▸ **Task list**:
**A.** Decide whether each statement agrees with the tribute to Robert N. Wennberg below: (i) Wennberg taught philosophy for 37 years. (ii) His doctorate came from Princeton Theological Seminary. (iii) Westmont named him teacher of the year five times. Answer yes or no for each, quoting the words of the tribute that settle it.
**B.** In the tribute to Robert N. Wennberg below, which award did Wennberg receive in 1986?
**C.** Carry on the tribute to Robert N. Wennberg below, beginning after its final sentence.

▸ **Excerpted passage**:
• • • •

The Westmont community has lost a much-loved professor. Robert N. Wennberg, who taught philosophy for 37 years, died July 18 at the age of 75 from pancreatic cancer. In addition to being a memorable teacher, he was an accomplished author who tackled difficult moral issues in a series of thoughtful, provocative and winsomely written books.
“We are deeply saddened by Bob’s death,” says President Gayle D. Beebe. “He personified what we encourage our professors to be: effective, engaging teachers who make a lifelong impact on students, and dedicated scholars who fearlessly seek the truth while holding firmly to faith in Jesus Christ.”
Last year, Wennberg published his fourth book, “Faith at the Edge: A Book for Doubters.” His other works include: “Terminal Choices: Euthanasia, Suicide and the Right to Die,” “Life in the Balance: Exploring the Abortion Controversy,” and “God, Humans, and Animals: An Invitation to Enlarge Our Moral Universe.”
After he retired in 2005, Wennberg continued to write and lecture about the difficult issues of abortion, euthanasia and animal rights. He earned a doctorate in philosophy from UC Santa Barbara in 1973, master’s degrees from Princeton Theological Seminary and the University of Pennsylvania, and a bachelor of divinity degree from Fuller Theological Seminary.
Wennberg was named teacher of the year at Westmont a record five times (1973, 1982, 1989, 1995 and 2002) and received the faculty research award in 1986. In 2003, Shirley Mullen, former Westmont provost and current president of Houghton College, honored Wennberg with a distinguished professorship award. “His scholarship work is marked by that careful attention to balancing tensions and to ruthless honesty about ambiguities that grows out of his gift of constructive criticism,” she said.
Wennberg, who began teaching part time at Westmont in 1968, has educated generations of students, including Jim Taylor ’78, Westmont professor of philosophy, and his daughter Sarah Taylor ’07. “In his books, he invites readers to consider his point of view instead of insisting that he is right,” Professor Taylor says. “Though Bob had strong convictions, he was aware that there are reasonable alternative philosophical positions in addition to his own. He encouraged his students and his readers to explore these options, and to make up their own minds about them.”

• • • •

▸ **Dataset records**:
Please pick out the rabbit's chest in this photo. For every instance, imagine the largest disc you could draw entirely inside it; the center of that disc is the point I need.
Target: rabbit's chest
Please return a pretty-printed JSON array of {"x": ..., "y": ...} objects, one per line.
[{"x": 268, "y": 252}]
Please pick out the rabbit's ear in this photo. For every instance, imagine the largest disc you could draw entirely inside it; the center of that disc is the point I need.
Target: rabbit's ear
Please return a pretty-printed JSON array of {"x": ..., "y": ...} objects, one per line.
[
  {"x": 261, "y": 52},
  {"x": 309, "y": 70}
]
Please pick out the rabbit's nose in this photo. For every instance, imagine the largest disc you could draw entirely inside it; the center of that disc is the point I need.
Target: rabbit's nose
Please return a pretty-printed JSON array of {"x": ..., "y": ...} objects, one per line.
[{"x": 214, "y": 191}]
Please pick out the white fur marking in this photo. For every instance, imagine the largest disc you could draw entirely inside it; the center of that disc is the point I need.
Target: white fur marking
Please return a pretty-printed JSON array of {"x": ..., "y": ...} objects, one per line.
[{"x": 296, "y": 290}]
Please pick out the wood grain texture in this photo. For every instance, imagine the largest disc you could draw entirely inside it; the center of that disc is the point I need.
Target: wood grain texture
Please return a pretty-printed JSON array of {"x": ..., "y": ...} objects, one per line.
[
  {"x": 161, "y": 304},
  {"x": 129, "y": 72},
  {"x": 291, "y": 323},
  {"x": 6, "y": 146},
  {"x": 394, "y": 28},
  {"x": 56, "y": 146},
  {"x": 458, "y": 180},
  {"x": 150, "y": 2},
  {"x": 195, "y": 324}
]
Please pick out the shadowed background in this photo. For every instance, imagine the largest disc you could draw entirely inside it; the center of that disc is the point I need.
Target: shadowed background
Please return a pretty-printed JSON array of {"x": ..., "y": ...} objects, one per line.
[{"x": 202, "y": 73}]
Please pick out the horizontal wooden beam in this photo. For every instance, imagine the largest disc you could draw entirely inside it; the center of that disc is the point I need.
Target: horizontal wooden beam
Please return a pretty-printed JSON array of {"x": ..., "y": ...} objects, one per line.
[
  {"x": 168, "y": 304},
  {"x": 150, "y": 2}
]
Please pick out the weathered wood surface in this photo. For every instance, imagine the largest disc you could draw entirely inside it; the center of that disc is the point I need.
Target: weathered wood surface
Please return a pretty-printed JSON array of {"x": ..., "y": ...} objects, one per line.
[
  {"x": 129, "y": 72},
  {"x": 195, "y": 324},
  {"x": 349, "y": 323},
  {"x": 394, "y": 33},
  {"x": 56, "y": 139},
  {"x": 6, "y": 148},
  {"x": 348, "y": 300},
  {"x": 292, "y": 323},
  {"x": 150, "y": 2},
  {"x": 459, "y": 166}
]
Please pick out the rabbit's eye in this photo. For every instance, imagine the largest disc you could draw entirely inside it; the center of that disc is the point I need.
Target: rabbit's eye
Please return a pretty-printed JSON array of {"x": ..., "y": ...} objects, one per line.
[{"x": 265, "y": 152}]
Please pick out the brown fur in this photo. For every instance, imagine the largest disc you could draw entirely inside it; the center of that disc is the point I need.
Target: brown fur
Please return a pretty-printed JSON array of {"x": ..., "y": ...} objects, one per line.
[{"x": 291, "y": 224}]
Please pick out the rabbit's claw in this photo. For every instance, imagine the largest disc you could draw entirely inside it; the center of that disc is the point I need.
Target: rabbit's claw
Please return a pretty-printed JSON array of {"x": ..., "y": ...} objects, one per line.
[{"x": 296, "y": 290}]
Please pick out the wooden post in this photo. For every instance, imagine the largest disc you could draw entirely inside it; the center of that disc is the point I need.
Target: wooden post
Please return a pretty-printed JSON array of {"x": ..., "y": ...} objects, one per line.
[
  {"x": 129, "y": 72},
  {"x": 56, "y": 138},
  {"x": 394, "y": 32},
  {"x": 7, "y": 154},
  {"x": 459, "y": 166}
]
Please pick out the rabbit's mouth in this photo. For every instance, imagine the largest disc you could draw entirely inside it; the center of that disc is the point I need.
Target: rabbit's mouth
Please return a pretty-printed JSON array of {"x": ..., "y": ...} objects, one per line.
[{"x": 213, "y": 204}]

• • • •

▸ **Set of answers**:
**A.**
(i) Yes: "who taught philosophy for 37 years"
(ii) No: "He earned a doctorate in philosophy from UC Santa Barbara in 1973"
(iii) Yes: "Wennberg was named teacher of the year at Westmont a record five times"

**B.** The faculty research award.

**C.**
In a tribute written for the Santa Barbara Independent, Scholar-in-Residence Robert Gundry said, “What a fine friend and colleague Bob was — gracious, generous, affable, genial. Whether agreeing or disagreeing with each other, you remained fast friends.”
Over the past month, about 400 former students and colleagues joined a Facebook site celebrating Wennberg’s life. W. Jay Wood ’76, Wheaton philosophy professor, says: “Dear Bob, at your retirement I wrote to share how important your encouragement was for me as an undergraduate. It was one of the reasons I had the nerve to go to graduate school, leading to my career as a philosophy teacher, now in my 29th year! I share regularly the occasion of sitting in your office as you helped me on a paper, and remarked that a couple of my ideas were worth pursuing. I remember vividly the boost I got from that session, and I remain grateful. I was just reading through “Faith at the Edge”, and I continue to appreciate your clarity, wit and good philosophical instincts. You have touched so many lives, mine among them.”
The Books & Culture website also features moving tributes to Wennberg by his students and fellow scholars.
Wennberg is survived by his wife, Eleanore, their daughter, Siri Pratt (who graduated from Westmont in 1988), her husband, Allan, and their two children, Sarah and Dylan.